**Task instructions**
1. According to the passage on authorized generics, on which three points do authorized generics compete with generics in the generic marketplace?
2. Carry on the passage on authorized generics from the point where it stops.

**Passage shown**
╭──

= Authorized generics =

Authorized generics are prescription drugs produced by brand pharmaceutical companies and marketed under a private label, at generic prices. Authorized generics compete with generic products in that they are identical to their brand counterpart in both active and inactive ingredients; whereas according to the U.S. Food and Drug Administration's Office of Generic Drugs, generic drugs are required to contain only the identical active ingredients as the brand. Authorized generics compete with generics on price, quality and availability in the generic marketplace, and are marketed to consumers during and after what is commonly known as “the 180-day exclusivity period”.

In 2011 the FTC issued a final report on authorized generics (following its 2009 interim report) that showed that when innovator companies launched authorized generics during the 180 day exclusivity period granted to the first generic company to file an ANDA, prices were significantly lower than when there was no authorized generic and no competition, thus benefiting consumers.

╰──

(Point-per-instance localization data)
╭──

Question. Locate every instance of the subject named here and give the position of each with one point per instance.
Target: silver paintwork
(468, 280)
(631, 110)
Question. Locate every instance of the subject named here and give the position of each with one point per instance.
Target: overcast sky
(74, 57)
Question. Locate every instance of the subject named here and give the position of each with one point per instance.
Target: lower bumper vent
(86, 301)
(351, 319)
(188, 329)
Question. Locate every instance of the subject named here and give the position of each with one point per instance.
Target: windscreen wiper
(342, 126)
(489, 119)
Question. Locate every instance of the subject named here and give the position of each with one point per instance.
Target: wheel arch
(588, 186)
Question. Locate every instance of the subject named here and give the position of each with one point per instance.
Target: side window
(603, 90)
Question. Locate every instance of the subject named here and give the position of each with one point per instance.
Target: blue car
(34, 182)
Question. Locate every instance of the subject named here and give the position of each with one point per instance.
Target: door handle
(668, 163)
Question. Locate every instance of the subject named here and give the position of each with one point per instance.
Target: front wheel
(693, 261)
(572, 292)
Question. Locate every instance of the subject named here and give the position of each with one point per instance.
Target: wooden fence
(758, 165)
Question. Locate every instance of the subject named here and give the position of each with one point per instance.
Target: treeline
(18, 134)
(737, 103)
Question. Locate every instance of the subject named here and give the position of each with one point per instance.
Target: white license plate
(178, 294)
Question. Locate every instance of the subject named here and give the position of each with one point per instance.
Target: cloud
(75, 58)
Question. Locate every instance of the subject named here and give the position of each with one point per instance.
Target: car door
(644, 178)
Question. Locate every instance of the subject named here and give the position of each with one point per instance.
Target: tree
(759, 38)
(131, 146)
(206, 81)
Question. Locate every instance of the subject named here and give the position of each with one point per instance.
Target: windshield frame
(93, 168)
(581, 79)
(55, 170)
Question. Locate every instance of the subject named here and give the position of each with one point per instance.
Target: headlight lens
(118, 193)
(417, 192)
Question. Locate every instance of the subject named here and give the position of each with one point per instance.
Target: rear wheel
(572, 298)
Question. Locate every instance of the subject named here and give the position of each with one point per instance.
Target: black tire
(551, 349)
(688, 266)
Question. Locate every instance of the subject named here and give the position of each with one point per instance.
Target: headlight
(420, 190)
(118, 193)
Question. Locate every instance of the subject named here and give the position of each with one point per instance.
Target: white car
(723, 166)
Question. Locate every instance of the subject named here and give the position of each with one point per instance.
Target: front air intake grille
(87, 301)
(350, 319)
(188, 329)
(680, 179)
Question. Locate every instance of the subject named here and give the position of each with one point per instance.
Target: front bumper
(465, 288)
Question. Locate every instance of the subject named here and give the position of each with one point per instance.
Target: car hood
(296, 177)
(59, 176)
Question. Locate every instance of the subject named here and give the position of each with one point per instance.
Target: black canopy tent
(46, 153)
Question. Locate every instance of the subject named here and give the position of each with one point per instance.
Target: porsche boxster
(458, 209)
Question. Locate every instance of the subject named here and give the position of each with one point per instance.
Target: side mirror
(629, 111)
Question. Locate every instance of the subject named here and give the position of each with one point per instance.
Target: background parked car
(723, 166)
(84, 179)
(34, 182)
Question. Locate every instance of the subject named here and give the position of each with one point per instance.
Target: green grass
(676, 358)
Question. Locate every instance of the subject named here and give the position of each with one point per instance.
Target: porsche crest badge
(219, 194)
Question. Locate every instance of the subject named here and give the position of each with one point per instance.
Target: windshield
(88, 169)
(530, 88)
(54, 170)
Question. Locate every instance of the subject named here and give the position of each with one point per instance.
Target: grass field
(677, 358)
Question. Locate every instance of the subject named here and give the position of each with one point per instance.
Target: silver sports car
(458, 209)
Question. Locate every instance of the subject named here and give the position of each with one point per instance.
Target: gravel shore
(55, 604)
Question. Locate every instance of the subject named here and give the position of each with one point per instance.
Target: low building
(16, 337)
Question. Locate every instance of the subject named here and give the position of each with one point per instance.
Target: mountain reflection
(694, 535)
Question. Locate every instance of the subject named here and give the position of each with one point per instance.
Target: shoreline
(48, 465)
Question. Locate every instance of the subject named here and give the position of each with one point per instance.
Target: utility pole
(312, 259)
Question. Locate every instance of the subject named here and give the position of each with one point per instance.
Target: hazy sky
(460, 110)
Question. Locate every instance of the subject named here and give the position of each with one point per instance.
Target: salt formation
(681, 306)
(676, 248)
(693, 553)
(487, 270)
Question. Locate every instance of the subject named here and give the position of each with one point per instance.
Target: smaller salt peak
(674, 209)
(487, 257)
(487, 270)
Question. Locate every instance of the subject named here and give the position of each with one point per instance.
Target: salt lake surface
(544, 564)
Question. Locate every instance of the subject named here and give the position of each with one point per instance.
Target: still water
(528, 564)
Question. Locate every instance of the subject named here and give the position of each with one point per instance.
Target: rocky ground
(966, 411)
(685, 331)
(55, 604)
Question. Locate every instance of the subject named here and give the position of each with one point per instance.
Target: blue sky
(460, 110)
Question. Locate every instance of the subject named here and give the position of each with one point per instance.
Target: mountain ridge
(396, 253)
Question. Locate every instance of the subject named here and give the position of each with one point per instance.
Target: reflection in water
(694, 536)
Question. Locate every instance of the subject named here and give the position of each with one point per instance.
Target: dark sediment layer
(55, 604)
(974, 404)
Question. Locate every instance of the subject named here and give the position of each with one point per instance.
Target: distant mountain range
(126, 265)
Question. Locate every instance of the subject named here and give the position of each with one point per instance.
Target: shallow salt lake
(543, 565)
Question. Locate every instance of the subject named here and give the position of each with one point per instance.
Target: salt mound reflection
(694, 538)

╰──

**Task-by-task results**
1. Price, quality and availability

2.
==Public studies==

According to Roper Public Affairs & Media, 2005 public research underlines consumer demand to have authorized generic prescription drugs available, showing over 80 percent of Americans want the option of authorized generic prescription drugs. Several independent organizations, including Pharmaceutical Research and Manufacturers of America,
Sonecon, and GPhA have commissioned their own studies on authorized generics, furthering the competitive debate.